▶ **Tasks to complete**:
- a) Reproduce the passage of the GVAX trial article starting at "The California-based company" and ending at "Taxotere plus prednisone.".
- b) According to the GVAX trial article, how many deaths were identified among patients receiving GVAX and Taxotere?

▶ **Extracted text**:

»»

Cell Genesys stock hits all-time low on failed GVAX trial

by | 28th Aug 2008 | News

Shares in Cell Genesys have collapsed after the US firm said it has called a halt to a late-stage trial of its investigational prostate cancer immunotherapy GVAX due to a higher-than-expected number of patient deaths.

Shares in Cell Genesys have collapsed after the US firm said it has called a halt to a late-stage trial of its investigational prostate cancer immunotherapy GVAX due to a higher-than-expected number of patient deaths.

The California-based company has terminated the second of two Phase III trials of GVAX on the recommendation of the study’s independent data monitoring committee after it “observed an imbalance in deaths between the two treatment arms.” The study included 408 patients with hormone-refractory advanced prostate cancer who were randomised to receive either GVAX in combination with Sanofi-Aventis’ Taxotere (docetaxel) or Taxotere plus prednisone.

However, the IDMC recommended ending the trial after it identified 67 deaths among patients receiving GVAX and Taxotere, compared with 47 deaths in the control arm. Cell Genesys said that at this time “a specific cause for the imbalance in deaths has not been identified” and the IDMC reported no new safety issues for GVAX when administered in combination with the Sanofi drug.

Cell Genesys chief executive Stephen Sherwin expressed his disappointment and said that “the observation in the VITAL-2 trial is very surprising to us”. He added that the firm has also asked the IDMC to conduct “a previously unplanned futility analysis” of VITAL-1, a separate Phase III trial involving 626 patients with earlier stage disease, “in order to determine the overall prospects for our ongoing development programme for this product”. The results of that analysis will be known in a month’s time, though the IDMC said in January that VITAL-1 should continue.

Dr Sherwin added that with the termination of VITAL-2, “we expect to make commensurate adjustments to our business operations” and further details of this will be made public “in the near future”. He noted that the company ended the second quarter of 2008 with $166 million in cash.

««

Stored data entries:
»»

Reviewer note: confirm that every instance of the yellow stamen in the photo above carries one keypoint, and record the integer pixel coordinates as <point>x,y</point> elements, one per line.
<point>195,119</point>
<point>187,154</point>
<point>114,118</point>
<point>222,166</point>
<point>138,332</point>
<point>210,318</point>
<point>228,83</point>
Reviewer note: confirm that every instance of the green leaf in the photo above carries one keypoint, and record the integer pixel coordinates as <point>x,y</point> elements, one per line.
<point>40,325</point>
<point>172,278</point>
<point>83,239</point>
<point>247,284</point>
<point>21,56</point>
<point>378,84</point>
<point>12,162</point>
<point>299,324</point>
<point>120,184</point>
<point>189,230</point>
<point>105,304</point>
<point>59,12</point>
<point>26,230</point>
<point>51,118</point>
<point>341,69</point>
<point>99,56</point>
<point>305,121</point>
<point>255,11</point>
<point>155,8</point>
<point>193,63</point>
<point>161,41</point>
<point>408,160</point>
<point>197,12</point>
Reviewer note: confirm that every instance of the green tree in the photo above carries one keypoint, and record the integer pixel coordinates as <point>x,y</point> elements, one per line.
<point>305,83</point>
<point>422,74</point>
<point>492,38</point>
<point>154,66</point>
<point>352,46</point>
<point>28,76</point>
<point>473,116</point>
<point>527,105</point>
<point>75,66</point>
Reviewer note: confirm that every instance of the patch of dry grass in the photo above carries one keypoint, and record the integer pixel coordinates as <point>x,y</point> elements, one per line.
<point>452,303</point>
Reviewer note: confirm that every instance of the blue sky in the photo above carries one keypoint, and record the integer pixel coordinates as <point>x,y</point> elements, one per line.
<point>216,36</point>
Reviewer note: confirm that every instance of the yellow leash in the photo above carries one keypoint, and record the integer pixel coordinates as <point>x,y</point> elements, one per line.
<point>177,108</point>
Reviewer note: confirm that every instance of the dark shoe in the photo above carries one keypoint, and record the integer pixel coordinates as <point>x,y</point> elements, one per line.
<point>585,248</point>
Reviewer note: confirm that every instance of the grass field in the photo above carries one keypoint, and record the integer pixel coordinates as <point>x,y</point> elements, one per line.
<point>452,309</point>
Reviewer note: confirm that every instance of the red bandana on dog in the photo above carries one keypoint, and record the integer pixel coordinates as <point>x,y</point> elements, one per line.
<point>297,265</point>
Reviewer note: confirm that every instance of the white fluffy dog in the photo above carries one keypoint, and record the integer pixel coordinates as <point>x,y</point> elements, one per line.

««

▶ **Solutions to the tasks**:
- a)
The California-based company has terminated the second of two Phase III trials of GVAX on the recommendation of the study’s independent data monitoring committee after it “observed an imbalance in deaths between the two treatment arms.” The study included 408 patients with hormone-refractory advanced prostate cancer who were randomised to receive either GVAX in combination with Sanofi-Aventis’ Taxotere (docetaxel) or Taxotere plus prednisone.

- b) 67 deaths.